I do. I sleep 8 hours, wake up 2 hours before work, work 8 hours, and spend 6 hours in the evening afterwards. That's 1/3, 1/12, 1/3, and 1/4 of the day, or 3.33, 0.83, 3.33, 2.5 decimal hours.
You have a good point about taking it in context with the 'decimalization' of other units of measure, but my point is really just that the article is overly generous towards decimal time, and ignores solid mathematical reasons for using 12/24/60 for time-keeping. I've never in my life needed to know when a day is "70% over", but I constantly need to subdivide my time into halves, thirds, or quarters.
> I do. I sleep 8 hours, wake up 2 hours before work, work 8 hours, and spend 6 hours in the evening afterwards. That's 1/3, 1/12, 1/3, and 1/4 of the day
You do realise that you use these approximations because they're the integral results of easy calculations, and you'd just use slightly different durations in a decimal time framework, right?
As in, metric countries don't use a 12.7mm wrench because that's what 1/2" is. They use a 13mm wrench (and the corresponding metric nuts). And their speed limits are 110/120/130, not 112.6/120.7/128.7.

EXTRACTED MATERIAL ▸
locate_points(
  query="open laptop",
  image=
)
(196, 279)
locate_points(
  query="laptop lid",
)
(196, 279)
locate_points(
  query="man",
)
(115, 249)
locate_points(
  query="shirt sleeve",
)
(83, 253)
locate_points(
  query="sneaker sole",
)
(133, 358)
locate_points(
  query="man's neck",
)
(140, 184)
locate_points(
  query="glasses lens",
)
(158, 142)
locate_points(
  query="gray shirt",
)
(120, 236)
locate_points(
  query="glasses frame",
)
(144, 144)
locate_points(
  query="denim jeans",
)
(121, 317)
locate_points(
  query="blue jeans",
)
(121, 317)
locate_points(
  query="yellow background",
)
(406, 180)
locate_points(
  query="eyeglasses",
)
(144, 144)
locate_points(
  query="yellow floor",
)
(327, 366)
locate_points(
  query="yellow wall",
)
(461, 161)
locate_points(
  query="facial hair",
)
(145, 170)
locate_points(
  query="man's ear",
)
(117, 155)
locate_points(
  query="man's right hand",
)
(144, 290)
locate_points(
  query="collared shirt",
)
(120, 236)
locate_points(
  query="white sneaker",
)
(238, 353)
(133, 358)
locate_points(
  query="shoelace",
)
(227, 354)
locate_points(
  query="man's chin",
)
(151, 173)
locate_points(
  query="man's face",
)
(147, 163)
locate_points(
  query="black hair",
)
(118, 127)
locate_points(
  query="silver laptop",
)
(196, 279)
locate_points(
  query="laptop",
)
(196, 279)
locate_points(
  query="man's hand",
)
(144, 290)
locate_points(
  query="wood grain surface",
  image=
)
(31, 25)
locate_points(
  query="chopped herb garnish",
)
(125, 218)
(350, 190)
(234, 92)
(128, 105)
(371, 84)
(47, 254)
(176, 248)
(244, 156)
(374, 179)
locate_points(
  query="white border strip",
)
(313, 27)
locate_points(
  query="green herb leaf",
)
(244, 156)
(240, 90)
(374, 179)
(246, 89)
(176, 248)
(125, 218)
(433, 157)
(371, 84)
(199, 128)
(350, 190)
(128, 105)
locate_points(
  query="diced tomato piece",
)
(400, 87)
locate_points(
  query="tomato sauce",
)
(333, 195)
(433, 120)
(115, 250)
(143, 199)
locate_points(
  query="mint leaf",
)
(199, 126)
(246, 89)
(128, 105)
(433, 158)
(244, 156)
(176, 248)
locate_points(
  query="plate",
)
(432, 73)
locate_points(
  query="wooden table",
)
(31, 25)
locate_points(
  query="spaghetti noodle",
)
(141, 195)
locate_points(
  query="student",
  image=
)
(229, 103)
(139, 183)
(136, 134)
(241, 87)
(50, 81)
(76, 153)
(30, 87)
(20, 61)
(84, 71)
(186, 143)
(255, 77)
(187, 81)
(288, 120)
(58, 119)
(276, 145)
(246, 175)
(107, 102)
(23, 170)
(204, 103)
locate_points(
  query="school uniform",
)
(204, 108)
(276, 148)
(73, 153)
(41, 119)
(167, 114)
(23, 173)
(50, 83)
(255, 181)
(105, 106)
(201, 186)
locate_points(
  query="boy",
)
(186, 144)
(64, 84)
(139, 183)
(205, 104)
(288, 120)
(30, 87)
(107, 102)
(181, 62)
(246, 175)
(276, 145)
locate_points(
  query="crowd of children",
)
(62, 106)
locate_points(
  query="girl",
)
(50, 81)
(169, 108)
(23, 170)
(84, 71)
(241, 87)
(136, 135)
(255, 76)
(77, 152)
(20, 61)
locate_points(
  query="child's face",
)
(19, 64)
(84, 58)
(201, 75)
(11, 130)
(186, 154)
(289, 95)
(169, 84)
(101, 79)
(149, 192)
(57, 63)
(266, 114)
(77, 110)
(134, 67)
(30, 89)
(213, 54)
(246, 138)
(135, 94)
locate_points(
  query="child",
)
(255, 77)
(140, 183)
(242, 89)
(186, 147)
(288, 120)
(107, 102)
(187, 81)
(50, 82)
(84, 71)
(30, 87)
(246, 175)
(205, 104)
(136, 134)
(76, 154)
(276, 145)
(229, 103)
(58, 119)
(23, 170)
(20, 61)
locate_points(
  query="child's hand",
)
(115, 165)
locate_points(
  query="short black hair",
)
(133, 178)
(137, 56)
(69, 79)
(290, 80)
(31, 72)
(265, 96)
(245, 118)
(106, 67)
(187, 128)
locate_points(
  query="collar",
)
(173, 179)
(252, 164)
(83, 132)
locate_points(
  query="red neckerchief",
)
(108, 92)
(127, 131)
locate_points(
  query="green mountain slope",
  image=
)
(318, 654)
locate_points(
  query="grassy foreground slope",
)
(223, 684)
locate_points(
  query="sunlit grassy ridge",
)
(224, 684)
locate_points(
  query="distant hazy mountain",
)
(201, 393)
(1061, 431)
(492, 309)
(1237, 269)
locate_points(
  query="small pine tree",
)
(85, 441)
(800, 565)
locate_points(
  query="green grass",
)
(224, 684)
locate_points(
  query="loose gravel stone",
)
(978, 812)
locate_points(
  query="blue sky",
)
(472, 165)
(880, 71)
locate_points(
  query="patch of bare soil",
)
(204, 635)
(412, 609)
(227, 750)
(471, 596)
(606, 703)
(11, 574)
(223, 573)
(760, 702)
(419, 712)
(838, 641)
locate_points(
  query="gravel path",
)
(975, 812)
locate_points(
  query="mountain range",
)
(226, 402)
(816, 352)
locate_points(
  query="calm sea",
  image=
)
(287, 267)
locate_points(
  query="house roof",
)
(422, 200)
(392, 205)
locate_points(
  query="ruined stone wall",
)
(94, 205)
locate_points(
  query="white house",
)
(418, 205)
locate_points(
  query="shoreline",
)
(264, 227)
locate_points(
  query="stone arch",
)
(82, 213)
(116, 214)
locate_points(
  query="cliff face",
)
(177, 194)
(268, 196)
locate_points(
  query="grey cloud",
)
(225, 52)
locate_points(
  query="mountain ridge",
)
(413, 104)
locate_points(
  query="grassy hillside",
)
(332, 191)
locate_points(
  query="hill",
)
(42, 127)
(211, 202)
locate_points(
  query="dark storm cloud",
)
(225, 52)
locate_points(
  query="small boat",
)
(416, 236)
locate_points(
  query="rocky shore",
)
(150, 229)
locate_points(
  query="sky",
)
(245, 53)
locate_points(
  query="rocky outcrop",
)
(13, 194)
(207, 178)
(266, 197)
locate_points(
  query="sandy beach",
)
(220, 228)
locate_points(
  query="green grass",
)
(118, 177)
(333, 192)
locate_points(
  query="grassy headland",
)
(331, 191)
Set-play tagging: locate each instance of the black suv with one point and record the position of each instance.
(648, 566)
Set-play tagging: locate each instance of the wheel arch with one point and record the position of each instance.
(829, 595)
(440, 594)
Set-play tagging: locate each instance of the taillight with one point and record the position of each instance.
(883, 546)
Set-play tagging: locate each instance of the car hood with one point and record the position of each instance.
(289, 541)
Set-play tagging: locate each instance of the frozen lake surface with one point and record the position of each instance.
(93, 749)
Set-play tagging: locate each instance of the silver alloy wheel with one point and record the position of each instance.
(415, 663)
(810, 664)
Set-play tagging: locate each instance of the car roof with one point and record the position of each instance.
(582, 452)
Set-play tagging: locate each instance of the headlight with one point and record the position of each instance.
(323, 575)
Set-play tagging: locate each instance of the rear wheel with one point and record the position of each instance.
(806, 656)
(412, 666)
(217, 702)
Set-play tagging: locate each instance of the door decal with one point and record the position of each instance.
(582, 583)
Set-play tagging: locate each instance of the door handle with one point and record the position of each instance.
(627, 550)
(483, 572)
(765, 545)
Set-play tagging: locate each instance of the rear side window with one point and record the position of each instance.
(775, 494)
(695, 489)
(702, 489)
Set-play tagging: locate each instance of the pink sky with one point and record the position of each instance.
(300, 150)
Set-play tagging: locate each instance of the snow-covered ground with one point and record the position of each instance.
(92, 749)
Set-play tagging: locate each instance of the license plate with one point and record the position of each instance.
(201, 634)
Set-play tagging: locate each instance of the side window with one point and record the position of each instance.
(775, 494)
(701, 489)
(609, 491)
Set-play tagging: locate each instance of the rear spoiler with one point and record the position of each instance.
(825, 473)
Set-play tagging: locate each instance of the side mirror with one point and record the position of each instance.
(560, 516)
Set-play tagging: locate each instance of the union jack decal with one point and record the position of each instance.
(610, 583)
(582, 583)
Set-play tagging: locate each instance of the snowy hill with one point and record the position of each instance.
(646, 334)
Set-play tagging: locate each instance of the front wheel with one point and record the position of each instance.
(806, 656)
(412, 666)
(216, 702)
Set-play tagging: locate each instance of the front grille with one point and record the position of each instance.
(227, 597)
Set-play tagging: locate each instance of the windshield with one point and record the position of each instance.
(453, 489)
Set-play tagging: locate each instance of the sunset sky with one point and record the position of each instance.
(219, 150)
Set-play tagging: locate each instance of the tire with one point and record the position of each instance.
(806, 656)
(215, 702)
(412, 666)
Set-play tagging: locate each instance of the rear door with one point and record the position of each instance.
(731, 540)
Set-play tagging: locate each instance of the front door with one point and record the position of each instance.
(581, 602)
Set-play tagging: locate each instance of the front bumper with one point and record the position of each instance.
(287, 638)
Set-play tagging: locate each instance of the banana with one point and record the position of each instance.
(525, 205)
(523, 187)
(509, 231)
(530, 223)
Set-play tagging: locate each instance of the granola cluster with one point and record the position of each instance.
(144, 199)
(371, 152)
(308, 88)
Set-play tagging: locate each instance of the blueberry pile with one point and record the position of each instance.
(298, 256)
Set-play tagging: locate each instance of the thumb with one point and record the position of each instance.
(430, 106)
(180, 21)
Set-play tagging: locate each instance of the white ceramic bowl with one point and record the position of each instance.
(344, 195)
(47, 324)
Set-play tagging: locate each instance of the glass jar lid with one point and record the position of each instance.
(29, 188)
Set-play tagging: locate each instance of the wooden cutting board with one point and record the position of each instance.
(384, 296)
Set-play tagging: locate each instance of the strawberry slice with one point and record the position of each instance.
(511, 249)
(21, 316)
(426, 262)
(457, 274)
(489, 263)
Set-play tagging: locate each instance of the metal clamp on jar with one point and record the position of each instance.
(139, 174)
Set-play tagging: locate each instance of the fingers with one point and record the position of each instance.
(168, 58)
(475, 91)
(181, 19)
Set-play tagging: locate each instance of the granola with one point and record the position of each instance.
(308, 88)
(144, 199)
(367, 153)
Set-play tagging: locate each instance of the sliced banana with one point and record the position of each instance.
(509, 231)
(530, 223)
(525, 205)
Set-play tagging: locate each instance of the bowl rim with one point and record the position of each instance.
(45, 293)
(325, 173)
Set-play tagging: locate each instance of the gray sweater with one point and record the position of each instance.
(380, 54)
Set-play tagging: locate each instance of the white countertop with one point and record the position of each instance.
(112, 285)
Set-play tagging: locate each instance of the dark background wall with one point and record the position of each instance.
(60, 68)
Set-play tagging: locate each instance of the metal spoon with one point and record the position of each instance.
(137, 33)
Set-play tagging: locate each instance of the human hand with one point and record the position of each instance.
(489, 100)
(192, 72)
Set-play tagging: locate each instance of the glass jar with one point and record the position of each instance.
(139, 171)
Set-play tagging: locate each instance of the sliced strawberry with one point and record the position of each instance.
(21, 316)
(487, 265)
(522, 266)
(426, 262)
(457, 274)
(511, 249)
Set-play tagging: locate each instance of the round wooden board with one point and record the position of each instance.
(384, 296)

PROBLEM REQUIREMENTS ▸ Pick up the discussion of decimal time where it stops and continue it.

ANSWER ▸
But we still have preferred numbers [1] which never map neatly to the decimal or any other radixes due to their logarithmic nature. The ratios, sharing the same logarithmic nature, ARE one of the good reasons to select radixes if the decimal were not as pervasive as now.
The whole point of preferred numbers is fitting a rough logarithmic scale to a positional (e.g. decimal) number system.
For an alternative let me recommend just using binary logarithms written in base 12. (So that 1 corresponds to doubling, 1.7 corresponds pretty closely to tripling, and 2.4 corresponds roughly to quintupling. i.e. 0.1 (base 12) is an equal-tempered semitone.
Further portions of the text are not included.